====== DATA LISTING

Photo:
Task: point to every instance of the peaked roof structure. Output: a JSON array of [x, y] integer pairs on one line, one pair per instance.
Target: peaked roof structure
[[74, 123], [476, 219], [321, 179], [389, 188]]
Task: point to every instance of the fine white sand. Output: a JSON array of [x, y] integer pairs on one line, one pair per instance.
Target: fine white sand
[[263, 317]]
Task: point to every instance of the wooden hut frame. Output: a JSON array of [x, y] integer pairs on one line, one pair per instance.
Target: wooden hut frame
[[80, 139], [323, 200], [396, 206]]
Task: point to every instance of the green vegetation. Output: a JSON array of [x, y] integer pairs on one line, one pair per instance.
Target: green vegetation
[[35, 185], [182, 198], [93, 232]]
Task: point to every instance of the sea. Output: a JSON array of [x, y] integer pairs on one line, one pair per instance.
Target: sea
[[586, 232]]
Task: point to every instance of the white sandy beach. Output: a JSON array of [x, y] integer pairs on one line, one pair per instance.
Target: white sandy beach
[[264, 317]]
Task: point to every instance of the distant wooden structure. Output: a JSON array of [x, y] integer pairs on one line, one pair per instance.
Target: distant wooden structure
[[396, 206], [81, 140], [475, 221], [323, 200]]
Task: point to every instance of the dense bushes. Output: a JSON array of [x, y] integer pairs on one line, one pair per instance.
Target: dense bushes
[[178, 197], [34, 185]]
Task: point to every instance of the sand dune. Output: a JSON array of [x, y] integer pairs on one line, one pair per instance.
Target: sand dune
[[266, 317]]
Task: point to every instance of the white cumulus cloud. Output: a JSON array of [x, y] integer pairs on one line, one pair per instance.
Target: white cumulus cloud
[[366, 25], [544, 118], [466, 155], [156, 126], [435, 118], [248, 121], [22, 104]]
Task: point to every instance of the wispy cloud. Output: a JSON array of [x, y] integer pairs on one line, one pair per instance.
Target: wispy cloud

============
====== DATA LISTING

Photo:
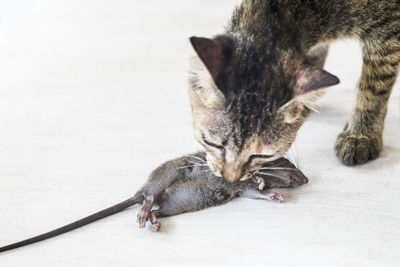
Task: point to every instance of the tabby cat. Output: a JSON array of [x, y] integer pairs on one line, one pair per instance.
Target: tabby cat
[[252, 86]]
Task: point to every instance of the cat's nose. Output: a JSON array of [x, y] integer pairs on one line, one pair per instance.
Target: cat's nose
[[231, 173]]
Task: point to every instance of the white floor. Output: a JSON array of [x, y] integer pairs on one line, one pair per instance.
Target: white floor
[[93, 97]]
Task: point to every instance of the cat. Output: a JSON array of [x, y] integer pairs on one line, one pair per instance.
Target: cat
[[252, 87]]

============

## GOAL:
Please put the lines from the one containing "Task: point to every instance of the wooden" through the one containing "[[35, 185], [182, 198], [93, 232]]" into a JSON list of strings, one string per line, with any blank lines left out.

## WRITTEN ANSWER:
[
  "Task: point to every instance of the wooden hut frame. Output: a JSON array of [x, y] integer pairs on one line, one pair per instance.",
  "Target: wooden hut frame",
  "[[80, 139], [323, 200], [396, 206]]",
  "Task: point to every instance of the green vegetation. Output: a JSON array of [x, y] integer pairs on one line, one pair per instance.",
  "Target: green vegetation",
  "[[35, 185], [182, 198], [93, 232]]"
]